* TO DO
Pick up the news article on Korea's plan to relax the separation of banking and commerce after its last paragraph and keep writing it.

Dong-A Ilbo | Updated 2025.10.02
 
On the 2nd, the Lee Jae-myung administration announced its intention to review the relaxation of the separation of banking and commerce, raising expectations in the domestic industrial sector. It is anticipated that a company at the forefront of global industry investments, such as artificial intelligence (AI), similar to Japan's SoftBank, could emerge in Korea.

The key is to relax regulations on corporate venture capital (CVC). This would allow companies with foresight to act as general partners (GP) in managing funds, selecting companies to invest in, while the financial sector provides the capital, thereby increasing both the scale and success rate of investments. If this plan materializes, it is expected to not only foster promising startup companies but also address funding issues in the increasingly competitive global advanced industries such as semiconductors and batteries.

● Both Industry and Financial Sectors Call for Relaxation of Banking-Commerce Separation

Following the financial battles among companies in industries like AI, there have been repeated calls to lift the funding constraints on domestic companies. SK Group Chairman Chey Tae-won notably stated last month that "even if we want to invest in advanced industries like AI, there is little we can do due to the separation of banking and commerce regulations."

Similar sentiments were echoed in the financial sector. At the National Growth Fund National Report Conference attended by President Lee Jae-myung on the 10th of last month, Jin Ok-dong, Chairman of Shinhan Financial Group, remarked, "Korea is the only place where CVCs are tied up by the separation of banking and commerce, but if CVCs can play the role of GP, banks could also participate."

* PROVIDED MATERIAL

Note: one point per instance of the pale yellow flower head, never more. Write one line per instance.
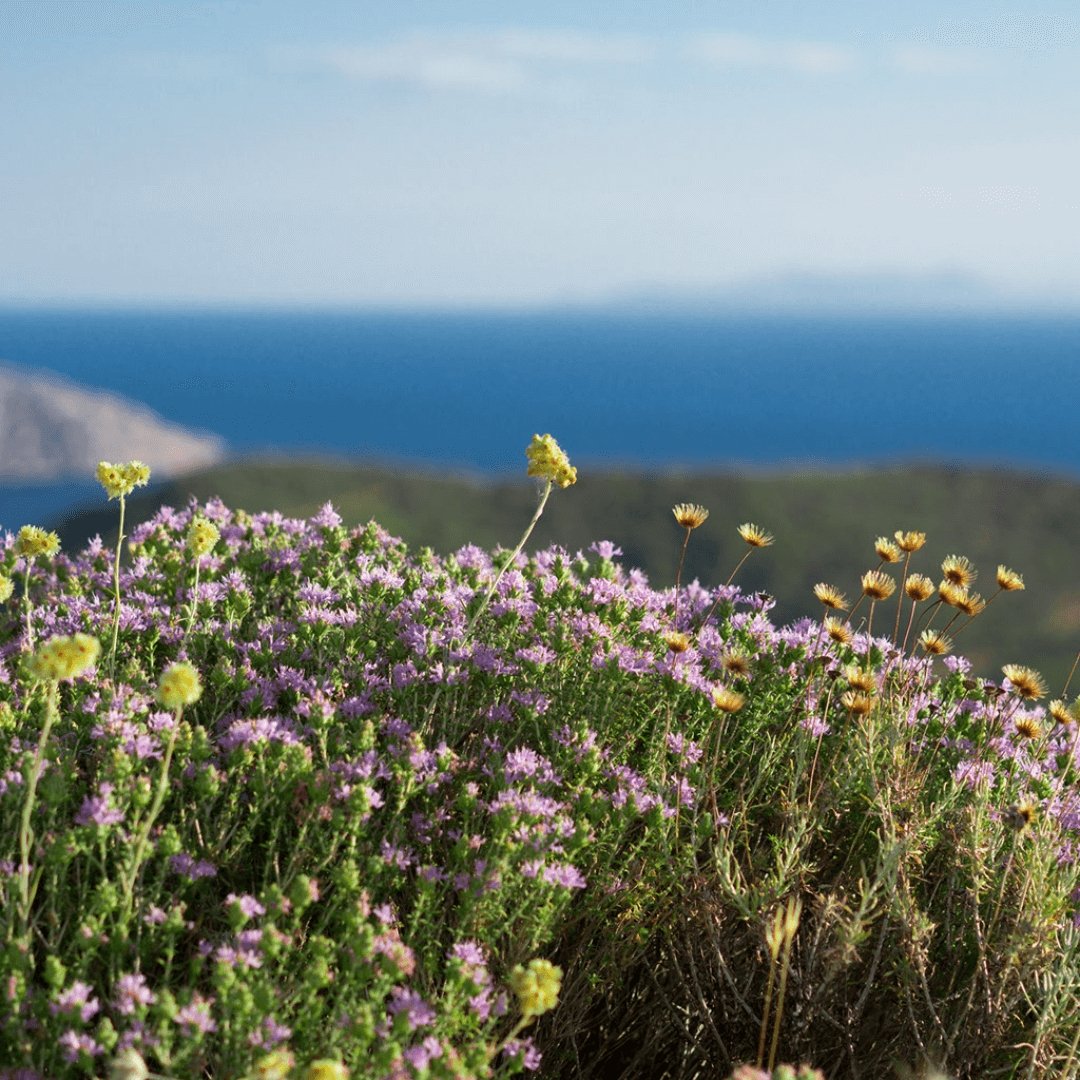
(179, 686)
(537, 987)
(123, 478)
(61, 658)
(202, 536)
(326, 1068)
(549, 461)
(32, 542)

* FINAL RESULT
The calls for easing the separation of banking and commerce from both the industrial and financial sectors are due to the increasing complexity of investments in advanced industries. Technologies such as AI and semiconductors are now difficult for general investment companies to assess. Even if the financial sector wants to invest, the structure is challenging, hence the proposal to resolve this through CVCs led by companies.

An industry insider stated, "Building a semiconductor fab (factory) used to cost KRW 30 trillion five or six years ago, but now, due to inflation and rising labor costs, it is said to cost KRW 40 trillion to KRW 50 trillion," adding, "There is a limit to competing with overseas companies through the investment of a single company." Joo Jin-yeol, a professor at Pusan National University School of Law, commented, "Even if we combine the capital of all Korean conglomerates, it cannot match a single US big tech company, so it is unreasonable for a company to bear all the investment burden alone," advocating for the relaxation of CVC regulations.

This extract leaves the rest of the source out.